>> START RECORDS SHOWN
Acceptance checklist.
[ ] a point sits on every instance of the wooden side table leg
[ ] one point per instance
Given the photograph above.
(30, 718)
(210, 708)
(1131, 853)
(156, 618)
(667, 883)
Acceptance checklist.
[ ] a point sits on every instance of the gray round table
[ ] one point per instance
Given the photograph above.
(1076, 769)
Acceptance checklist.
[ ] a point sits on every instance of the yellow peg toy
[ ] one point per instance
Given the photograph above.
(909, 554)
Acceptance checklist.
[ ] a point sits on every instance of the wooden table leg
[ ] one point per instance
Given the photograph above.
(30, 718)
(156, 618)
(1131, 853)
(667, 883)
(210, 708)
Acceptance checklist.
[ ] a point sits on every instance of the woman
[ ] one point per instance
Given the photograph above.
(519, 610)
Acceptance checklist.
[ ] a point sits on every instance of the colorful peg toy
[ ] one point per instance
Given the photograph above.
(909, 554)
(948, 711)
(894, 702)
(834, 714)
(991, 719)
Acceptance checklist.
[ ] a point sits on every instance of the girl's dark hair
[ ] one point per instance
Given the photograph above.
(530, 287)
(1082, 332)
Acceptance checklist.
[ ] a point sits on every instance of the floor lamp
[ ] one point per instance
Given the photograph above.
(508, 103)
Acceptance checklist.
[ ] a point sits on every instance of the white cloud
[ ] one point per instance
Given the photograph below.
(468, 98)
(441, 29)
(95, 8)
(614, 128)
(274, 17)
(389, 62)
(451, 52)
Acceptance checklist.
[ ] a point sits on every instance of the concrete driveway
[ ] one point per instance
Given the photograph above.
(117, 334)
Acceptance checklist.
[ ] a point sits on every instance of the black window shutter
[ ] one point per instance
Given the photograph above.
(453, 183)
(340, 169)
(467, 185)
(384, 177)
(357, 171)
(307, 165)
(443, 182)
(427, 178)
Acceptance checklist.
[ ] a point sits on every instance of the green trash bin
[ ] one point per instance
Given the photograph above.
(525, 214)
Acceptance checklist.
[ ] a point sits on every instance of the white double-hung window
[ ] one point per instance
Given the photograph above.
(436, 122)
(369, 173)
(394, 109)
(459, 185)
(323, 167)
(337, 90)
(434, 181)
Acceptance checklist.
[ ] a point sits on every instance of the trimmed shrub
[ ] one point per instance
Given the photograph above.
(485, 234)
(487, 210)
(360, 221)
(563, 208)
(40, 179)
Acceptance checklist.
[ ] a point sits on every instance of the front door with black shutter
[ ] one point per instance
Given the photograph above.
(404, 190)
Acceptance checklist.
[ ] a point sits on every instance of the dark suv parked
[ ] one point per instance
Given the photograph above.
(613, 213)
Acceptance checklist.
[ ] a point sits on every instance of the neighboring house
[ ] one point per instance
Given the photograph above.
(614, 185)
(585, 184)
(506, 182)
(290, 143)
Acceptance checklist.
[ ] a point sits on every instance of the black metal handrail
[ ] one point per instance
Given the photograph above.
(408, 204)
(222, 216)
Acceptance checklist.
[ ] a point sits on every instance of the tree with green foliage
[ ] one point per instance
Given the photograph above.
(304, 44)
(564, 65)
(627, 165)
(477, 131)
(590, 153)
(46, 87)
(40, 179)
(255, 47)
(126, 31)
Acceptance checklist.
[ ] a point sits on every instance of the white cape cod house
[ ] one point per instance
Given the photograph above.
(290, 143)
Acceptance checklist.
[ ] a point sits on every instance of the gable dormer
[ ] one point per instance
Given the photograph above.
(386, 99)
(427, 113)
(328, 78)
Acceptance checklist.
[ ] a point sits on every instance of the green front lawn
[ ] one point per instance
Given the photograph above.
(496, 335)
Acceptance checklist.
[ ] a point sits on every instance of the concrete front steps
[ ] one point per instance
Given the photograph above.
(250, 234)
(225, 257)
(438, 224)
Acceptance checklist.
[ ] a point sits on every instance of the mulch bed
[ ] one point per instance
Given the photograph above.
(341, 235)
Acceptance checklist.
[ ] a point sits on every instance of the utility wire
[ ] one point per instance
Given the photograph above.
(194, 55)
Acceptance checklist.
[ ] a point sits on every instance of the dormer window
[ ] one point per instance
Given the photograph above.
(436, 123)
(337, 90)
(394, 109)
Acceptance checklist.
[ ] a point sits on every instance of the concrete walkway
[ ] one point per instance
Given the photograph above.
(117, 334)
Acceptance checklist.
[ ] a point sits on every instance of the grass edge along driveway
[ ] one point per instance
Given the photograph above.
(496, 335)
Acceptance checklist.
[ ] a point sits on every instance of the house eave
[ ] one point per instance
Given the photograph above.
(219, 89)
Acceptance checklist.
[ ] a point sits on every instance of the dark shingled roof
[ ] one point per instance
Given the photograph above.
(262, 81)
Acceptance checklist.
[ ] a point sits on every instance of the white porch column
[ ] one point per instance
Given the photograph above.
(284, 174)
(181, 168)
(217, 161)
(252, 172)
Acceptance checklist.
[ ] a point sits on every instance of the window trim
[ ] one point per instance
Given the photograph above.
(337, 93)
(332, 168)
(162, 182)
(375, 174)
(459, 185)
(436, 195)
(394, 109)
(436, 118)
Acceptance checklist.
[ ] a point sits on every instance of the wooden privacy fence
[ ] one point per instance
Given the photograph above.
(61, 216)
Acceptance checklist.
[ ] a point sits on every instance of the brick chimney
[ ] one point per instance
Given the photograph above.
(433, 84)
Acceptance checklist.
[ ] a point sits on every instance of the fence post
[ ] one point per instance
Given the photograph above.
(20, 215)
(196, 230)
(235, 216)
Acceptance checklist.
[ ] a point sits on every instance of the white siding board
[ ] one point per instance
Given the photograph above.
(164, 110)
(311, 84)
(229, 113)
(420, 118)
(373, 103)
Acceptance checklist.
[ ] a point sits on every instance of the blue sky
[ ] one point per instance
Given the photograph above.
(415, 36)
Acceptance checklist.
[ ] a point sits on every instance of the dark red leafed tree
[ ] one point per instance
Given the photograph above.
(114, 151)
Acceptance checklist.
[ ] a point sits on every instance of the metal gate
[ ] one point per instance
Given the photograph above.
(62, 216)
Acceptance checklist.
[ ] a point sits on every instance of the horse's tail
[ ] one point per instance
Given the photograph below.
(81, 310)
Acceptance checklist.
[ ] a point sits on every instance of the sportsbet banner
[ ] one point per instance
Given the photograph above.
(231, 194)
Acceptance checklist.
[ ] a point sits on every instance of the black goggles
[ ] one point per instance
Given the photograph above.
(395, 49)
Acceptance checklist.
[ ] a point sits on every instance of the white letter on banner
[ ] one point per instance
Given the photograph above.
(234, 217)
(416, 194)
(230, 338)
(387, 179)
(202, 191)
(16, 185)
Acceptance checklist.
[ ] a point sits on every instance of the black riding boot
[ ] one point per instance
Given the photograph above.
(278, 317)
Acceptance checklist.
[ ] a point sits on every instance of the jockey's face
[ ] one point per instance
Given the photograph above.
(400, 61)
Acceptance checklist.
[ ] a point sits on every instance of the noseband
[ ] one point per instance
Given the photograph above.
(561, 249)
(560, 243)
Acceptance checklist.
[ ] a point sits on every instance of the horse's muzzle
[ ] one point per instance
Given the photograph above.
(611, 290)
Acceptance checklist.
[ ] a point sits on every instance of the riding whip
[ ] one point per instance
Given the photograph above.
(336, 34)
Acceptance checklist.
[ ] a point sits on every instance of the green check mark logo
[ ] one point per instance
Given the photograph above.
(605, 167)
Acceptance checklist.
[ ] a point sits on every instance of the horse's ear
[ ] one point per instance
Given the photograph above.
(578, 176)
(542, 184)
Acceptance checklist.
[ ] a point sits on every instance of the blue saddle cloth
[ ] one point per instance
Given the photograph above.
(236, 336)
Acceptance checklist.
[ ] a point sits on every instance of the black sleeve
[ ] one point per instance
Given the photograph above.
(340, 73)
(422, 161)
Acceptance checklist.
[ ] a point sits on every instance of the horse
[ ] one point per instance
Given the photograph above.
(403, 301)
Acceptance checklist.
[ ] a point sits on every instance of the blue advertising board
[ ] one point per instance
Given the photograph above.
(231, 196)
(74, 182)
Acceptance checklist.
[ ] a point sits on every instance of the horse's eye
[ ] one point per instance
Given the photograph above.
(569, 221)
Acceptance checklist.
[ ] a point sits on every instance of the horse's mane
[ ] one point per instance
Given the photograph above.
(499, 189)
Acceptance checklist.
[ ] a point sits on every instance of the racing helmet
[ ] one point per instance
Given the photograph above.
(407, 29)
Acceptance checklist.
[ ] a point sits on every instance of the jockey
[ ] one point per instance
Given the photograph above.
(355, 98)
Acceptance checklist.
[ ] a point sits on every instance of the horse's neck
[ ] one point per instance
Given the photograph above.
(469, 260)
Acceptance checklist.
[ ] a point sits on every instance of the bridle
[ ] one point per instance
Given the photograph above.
>> END RECORDS SHOWN
▶ [PROBLEM STATEMENT]:
Pick out and copy every line of the material above that contains the word "riding". Matches must have the same case.

▶ [RESULT BELOW]:
[ ] a point sits on every instance of the black riding boot
[ ] a point sits on every instance of the riding whip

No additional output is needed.